GIVEN TASK:
Copy the entries from the line with "of the wooden" up to and including the line with "M168 47L169 36L161", replacing "wooden table surface" with "dining table top" and leaving everything else unchanged. Leave the pictures out of your answer.

Dataset items:
▽

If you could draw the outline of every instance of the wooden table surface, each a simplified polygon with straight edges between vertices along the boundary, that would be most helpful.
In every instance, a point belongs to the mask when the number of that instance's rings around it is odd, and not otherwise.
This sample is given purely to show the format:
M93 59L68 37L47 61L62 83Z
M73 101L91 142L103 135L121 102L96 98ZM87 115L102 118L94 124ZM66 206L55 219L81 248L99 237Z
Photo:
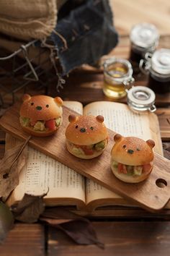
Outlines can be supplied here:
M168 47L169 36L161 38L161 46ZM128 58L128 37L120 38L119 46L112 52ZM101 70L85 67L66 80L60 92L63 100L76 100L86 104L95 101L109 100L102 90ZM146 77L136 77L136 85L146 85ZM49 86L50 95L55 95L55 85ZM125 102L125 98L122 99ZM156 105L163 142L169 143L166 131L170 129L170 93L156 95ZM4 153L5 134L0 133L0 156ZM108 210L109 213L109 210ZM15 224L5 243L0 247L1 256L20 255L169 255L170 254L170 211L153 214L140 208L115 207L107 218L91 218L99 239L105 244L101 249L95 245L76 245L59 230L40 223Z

△
▽

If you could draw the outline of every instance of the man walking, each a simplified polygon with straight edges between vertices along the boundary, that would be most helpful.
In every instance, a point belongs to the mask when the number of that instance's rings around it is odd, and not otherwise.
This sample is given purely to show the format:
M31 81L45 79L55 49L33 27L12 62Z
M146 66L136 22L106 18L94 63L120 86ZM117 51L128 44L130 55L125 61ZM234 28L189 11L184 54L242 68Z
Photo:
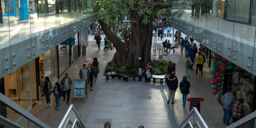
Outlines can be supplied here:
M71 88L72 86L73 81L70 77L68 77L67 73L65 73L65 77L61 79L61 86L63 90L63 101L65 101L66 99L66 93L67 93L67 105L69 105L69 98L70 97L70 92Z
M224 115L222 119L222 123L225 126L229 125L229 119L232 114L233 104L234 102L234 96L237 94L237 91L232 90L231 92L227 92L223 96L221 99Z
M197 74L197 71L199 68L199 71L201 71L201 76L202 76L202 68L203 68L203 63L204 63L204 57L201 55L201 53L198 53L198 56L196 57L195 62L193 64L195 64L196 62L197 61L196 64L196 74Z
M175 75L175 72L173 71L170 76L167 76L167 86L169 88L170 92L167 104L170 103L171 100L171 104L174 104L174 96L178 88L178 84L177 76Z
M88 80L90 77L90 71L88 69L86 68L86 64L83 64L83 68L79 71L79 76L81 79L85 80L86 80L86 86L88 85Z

△

TASK OUTPUT:
If you could draw the outline of every instance of the dining table top, each a simplified polygon with straight edges between vertices along the boundary, that would be most helpful.
In every instance, a point belongs to the mask when the number of that instance's rings around it is odd, and not otherwise.
This sample is given purely to show the format:
M93 59L68 37L47 61L62 83Z
M73 101L91 142L103 135L121 102L96 98ZM87 115L102 118L94 124ZM66 206L55 219L81 248L99 237Z
Photo:
Outlines can be supplied here:
M168 47L169 36L161 38L161 46ZM128 58L128 37L120 38L119 46L112 52ZM101 70L85 67L66 80L60 92L63 100L76 100L86 104L95 101L109 100L102 90ZM146 77L136 77L136 85L146 85ZM49 86L50 95L55 95L55 85ZM125 102L125 98L122 99ZM156 105L163 142L169 143L166 131L170 129L170 93L156 95ZM4 153L5 134L0 133L0 156ZM108 210L109 213L109 210ZM15 224L5 243L0 247L1 256L20 255L169 255L170 254L170 211L153 214L140 208L115 207L107 218L91 218L99 239L105 244L101 249L95 245L76 245L59 230L40 223Z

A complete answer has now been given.